(Data extracted from a collection)
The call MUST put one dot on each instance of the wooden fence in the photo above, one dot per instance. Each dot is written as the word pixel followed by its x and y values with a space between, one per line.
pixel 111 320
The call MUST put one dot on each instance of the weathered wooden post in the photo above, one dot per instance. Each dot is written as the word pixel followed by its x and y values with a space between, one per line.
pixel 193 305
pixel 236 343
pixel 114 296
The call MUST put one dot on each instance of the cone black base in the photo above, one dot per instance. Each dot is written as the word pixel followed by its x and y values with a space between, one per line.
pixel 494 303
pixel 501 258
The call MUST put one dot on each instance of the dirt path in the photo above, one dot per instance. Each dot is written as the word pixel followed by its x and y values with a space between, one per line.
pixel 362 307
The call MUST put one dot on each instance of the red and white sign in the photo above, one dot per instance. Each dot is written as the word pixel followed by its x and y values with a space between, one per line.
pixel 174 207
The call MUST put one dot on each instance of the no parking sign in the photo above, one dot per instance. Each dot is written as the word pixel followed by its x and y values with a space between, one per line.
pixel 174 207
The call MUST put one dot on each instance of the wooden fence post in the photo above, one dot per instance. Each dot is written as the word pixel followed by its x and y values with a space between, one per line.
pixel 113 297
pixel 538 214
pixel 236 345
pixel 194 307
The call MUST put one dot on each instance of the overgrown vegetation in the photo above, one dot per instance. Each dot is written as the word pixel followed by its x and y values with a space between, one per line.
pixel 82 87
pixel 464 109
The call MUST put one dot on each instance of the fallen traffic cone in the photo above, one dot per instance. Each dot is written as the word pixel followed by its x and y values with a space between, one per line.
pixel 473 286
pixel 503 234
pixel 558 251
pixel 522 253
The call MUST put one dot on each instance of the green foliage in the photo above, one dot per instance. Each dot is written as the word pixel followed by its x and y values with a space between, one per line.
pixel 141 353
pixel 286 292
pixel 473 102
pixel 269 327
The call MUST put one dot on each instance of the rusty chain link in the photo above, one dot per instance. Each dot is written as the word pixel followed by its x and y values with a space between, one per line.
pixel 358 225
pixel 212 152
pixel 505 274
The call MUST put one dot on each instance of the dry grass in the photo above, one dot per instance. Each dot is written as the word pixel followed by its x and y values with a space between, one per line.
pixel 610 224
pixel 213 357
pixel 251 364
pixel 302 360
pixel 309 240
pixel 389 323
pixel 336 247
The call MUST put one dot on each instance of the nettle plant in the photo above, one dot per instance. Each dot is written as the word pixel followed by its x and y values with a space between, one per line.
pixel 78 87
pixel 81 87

**REQUIRED WORK:** Give back each entry above precisely as it was written.

**SOLUTION:**
The call MUST put one dot on each instance of the wooden fence in the photo above, one dot per instance. Each dot is written as the word pixel followed by its x and y values with a space between, one per line.
pixel 111 320
The call MUST put one dot on each instance of the weathered wooden post in the photo above, one dot per instance. Each dot is written as the word pixel followed by its x and y values with a space between, one per line.
pixel 193 305
pixel 236 343
pixel 114 296
The call MUST put one dot on each instance of the cone black base in the photo above, one dot per instance. Each dot is written as the word pixel followed by its x and y values with a space between, one per line.
pixel 494 303
pixel 501 258
The call MUST put one dot on each instance of the dirt path in the photo above, one dot per instance. Each dot is written as the word pixel followed by its x and y values with a space between, one per line.
pixel 362 307
The call MUST put one dot on each instance of the red and white sign in the photo above, one dot per instance. Each dot is written as the word pixel followed by its x and y values with a space between, one per line.
pixel 174 207
The call MUST put one dot on each instance of the no parking sign in the photo above, one dot per instance. Each dot is written as the word pixel followed by its x and y values with a space between, one per line.
pixel 174 207
The call MUST put one dot on each instance of the wooden fence post in the photo above, one dot per instance. Each dot is written as the word pixel followed by its x and y values with a space between, one per line.
pixel 113 297
pixel 538 214
pixel 236 345
pixel 194 307
The call MUST put one dot on each instance of the overgrown vegetation in the photo above, one dot per instance. Each dot is written as the word pixel followed by its x and y values with a space between, one per line.
pixel 82 87
pixel 464 109
The call MUST put one dot on each instance of the fallen traffic cone in the photo above, one dot per instance. Each dot is written as the word pixel followed by its x and y values with a space between, one per line.
pixel 473 286
pixel 503 234
pixel 558 251
pixel 522 253
The call MUST put one dot on each instance of the green foliage in the photo above, one dot per instance. Each dot is written as the word pixel followed by its x and y values with a space between, one per line.
pixel 141 353
pixel 286 292
pixel 473 102
pixel 269 327
The call MUST put one dot on each instance of the rusty chain link in the photo above, one dot per instance. Each dot is written as the word pixel followed by its x and y values with a space between, one per line.
pixel 358 225
pixel 212 152
pixel 505 274
The call MUST put one dot on each instance of the dry grass in the photo above, one dot per instance. Each dot is written as the word pixel followed by its x and y values with a space between, one per line.
pixel 610 224
pixel 213 357
pixel 251 364
pixel 302 360
pixel 309 240
pixel 389 323
pixel 336 247
The call MUST put one dot on each instance of the nettle plant in the photo above, one dot per instance. Each dot is written as the word pixel followed by its x and y values with a space between, one per line.
pixel 78 87
pixel 81 87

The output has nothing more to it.